**Your goal:**
Please copy every one of the records below word for word, leaving out the pictures.
START
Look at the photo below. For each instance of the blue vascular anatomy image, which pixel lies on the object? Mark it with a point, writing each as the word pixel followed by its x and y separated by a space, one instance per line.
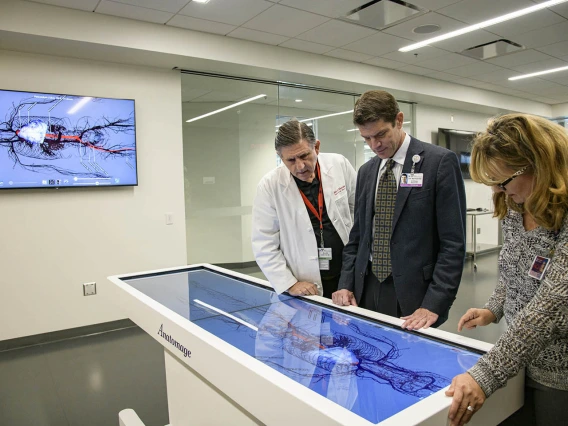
pixel 58 136
pixel 371 369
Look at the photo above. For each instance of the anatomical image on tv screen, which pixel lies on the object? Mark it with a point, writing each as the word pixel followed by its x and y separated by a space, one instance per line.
pixel 56 140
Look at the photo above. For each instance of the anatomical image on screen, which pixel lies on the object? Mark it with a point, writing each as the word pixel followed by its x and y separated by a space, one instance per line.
pixel 57 140
pixel 372 369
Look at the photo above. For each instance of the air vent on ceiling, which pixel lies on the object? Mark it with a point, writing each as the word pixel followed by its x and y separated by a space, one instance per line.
pixel 493 49
pixel 380 14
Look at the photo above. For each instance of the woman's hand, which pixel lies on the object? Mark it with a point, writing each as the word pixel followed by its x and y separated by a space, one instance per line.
pixel 474 317
pixel 468 397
END
**Reply to the task:**
Look at the photo below. For each instance of the blue vascular anatomy image, which pixel lies on the object? Mark it with a point, writing each as the word pixel followed by its x and y separated by a space, one instance per line.
pixel 58 136
pixel 371 369
Look at the photo above. For each instance of the anatomical image on tv screen, which pixel lies on the object? Mark it with a point, writing each as the word pixel followed by its x and y separated by a space, one instance per line.
pixel 56 140
Look at the photo above. For each instance of the anatomical image on screen, which pixel lies on the object? Mark it with a point, writing each as the word pixel followed by its x and y separated by a space, one instance per line.
pixel 57 140
pixel 372 369
Look at the photo above. For each instance of the air vent on ceiling, which pixel lies on the object? Mark it with a point, writing each as the word pixel followed by its x and y separated by a space, one instance per line.
pixel 493 49
pixel 380 14
Look at the photo above. For each instance of the woman's hand, which pixel lies on the object? Mark it with a point, writing each as the word pixel followed by its x and y separated by a space, one instance per line.
pixel 474 317
pixel 468 397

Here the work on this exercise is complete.